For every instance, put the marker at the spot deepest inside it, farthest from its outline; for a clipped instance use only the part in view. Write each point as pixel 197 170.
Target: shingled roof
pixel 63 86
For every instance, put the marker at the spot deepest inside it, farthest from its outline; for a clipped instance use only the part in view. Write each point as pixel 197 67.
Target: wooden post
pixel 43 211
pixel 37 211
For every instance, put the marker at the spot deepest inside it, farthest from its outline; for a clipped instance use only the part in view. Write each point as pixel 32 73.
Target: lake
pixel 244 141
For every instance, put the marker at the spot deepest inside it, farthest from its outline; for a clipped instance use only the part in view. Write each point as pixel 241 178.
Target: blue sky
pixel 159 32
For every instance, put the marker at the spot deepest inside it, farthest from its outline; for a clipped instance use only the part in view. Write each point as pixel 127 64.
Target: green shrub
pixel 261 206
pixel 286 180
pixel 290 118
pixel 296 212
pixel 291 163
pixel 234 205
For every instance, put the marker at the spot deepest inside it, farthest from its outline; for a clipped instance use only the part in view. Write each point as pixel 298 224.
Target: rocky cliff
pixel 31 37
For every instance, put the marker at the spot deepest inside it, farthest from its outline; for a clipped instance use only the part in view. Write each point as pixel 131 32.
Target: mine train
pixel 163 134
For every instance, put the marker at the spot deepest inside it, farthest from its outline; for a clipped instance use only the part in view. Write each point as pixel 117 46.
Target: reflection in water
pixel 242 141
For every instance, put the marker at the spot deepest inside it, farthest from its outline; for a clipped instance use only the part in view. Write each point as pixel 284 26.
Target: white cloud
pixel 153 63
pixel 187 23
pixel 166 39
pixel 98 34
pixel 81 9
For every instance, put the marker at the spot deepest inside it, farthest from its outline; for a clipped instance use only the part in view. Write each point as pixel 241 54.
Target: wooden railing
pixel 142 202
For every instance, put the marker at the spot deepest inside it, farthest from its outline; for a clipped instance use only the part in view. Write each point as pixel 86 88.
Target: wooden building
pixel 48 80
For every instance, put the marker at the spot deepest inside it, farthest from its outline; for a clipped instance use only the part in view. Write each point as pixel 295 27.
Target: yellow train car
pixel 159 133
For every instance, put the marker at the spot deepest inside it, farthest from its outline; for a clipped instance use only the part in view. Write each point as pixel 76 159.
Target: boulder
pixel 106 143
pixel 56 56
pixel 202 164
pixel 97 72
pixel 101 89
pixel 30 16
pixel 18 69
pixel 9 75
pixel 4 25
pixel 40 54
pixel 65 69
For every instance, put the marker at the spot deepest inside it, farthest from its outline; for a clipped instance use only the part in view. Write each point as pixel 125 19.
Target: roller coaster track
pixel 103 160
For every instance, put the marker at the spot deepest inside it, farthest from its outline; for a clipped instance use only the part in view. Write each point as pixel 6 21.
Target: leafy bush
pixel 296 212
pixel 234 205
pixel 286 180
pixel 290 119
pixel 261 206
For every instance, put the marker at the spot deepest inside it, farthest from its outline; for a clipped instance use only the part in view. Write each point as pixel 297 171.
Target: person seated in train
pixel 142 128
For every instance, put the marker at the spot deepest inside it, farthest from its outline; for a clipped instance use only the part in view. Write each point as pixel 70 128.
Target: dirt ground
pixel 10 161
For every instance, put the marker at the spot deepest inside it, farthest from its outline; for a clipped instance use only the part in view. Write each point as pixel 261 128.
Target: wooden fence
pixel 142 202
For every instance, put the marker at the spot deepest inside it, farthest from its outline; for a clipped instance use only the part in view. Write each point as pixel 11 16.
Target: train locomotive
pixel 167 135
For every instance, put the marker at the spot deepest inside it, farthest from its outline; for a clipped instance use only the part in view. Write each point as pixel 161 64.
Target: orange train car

* * * * *

■ Objective
Rewrite all of the lines above, putting "dot" wherever "marker" appears and changing nothing else.

■ Exercise answer
For every instance, put the dot at the spot deepest inside it, farthest from its outline; for a clipped instance use only the part in view. Write each point as pixel 197 170.
Target: shingled roof
pixel 63 86
For every instance, put the dot at the spot deepest inside it, farthest from its outline; for a clipped instance use only the part in view. Write each point as pixel 197 67.
Target: wooden post
pixel 43 211
pixel 37 211
For every instance, put the dot at the spot deepest inside it, farthest from its outline; for a clipped instance use only the part in view. Write each point as pixel 32 73.
Target: lake
pixel 244 141
For every instance, put the dot at the spot deepest inside it, farthest from its outline; for a clipped instance use only the part in view. Write each point as pixel 241 178.
Target: blue sky
pixel 159 32
For every instance, put the dot at the spot deepest inside it, farthest from its outline; for a clipped instance use only the part in view. Write each point as pixel 127 64.
Target: green shrub
pixel 261 206
pixel 286 180
pixel 290 118
pixel 296 212
pixel 291 163
pixel 234 205
For every instance, put the dot at the spot deepest inside it, farthest from its outline; for a clipped instance use only the part in view. Write each point as pixel 298 224.
Target: rocky cliff
pixel 31 37
For every instance, put the dot at the spot deepest inside it, farthest from its outline; for a clipped instance use only the part in view. Write each point as pixel 131 32.
Target: mine train
pixel 163 134
For every instance, put the dot at the spot deepest inside it, farthest from its outline; for a clipped instance use only the part in view. Write each point as pixel 117 46.
Target: reflection in water
pixel 242 141
For every instance, put the dot at the spot deepest inside it, farthest from its outline; for a clipped instance use only the part in view. Write each point as pixel 284 26.
Target: white cloud
pixel 153 63
pixel 187 23
pixel 166 39
pixel 98 34
pixel 81 9
For every instance, put the dot at the spot deepest inside it, farthest from its outline; for a clipped instance use only the part in view. Write each point as pixel 241 54.
Target: wooden railing
pixel 142 202
For every instance, put the dot at the spot deepest inside it, farthest from its outline; for a clipped instance use only the part in view. Write each point as pixel 86 88.
Target: wooden building
pixel 48 80
For every instance, put the dot at the spot deepest inside it, farthest from its outline; for a clipped instance use only the part in view. Write each point as pixel 295 27.
Target: yellow train car
pixel 159 133
For every instance, put the dot at the spot deepest inside it, farthest from its outline; for a clipped instance use only the part in view. Write each point as pixel 76 159.
Target: boulder
pixel 106 143
pixel 56 56
pixel 202 164
pixel 97 72
pixel 101 89
pixel 30 16
pixel 18 69
pixel 9 75
pixel 4 25
pixel 40 54
pixel 65 69
For every instance, put the dot at the spot deepest inside it, farthest from its outline; for a clipped instance use only the part in view. Write each point as pixel 125 19.
Target: roller coaster track
pixel 103 160
For every instance, put the dot at the spot deepest inside it, farthest from its outline; for a clipped instance use only the part in view. Write each point as pixel 6 21.
Target: leafy bush
pixel 296 212
pixel 234 205
pixel 286 180
pixel 290 119
pixel 261 206
For every instance, put the dot at the spot deepest inside it, farthest from its outline; for a clipped instance use only the part in view. Write each point as pixel 297 171.
Target: person seated in train
pixel 142 128
For every instance, put the dot at the spot deepest inside it, farthest from its outline; for a clipped instance use only the part in view. Write each point as pixel 70 128.
Target: dirt ground
pixel 10 161
For every instance, put the dot at the spot deepest inside it, farthest from its outline; for a clipped instance use only the part in view. Write each point as pixel 261 128.
Target: wooden fence
pixel 142 202
For every instance, put the dot at the spot deepest inside it, farthest from its outline; for a clipped instance use only the part in view. Write each point as pixel 11 16.
Target: train locomotive
pixel 167 135
For every instance, put the dot at the spot deepest inside it, farthest from its outline; for a clipped instance use only the part in view. Write each point as pixel 161 64.
Target: orange train car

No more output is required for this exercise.